** The data **
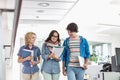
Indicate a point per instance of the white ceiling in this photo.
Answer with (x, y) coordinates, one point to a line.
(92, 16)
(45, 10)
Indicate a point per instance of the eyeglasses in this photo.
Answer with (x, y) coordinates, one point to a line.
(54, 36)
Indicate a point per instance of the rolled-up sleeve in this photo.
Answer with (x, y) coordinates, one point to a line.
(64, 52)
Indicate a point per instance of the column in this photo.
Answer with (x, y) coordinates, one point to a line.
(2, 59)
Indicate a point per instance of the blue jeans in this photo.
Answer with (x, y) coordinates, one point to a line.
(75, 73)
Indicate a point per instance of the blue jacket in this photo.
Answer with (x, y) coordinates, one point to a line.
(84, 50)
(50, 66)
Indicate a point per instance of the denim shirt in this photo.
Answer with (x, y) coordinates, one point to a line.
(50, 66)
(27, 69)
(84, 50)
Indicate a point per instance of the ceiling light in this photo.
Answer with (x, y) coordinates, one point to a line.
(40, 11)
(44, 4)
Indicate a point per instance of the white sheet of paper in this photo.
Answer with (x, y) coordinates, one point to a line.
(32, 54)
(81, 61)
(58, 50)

--

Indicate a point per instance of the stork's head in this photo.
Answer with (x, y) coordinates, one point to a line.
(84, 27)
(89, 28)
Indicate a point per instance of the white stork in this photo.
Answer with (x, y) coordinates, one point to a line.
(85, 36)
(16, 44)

** Exercise instructions **
Please give the count of lines in the listing that include the string "blue", with no words around it.

** Solution **
2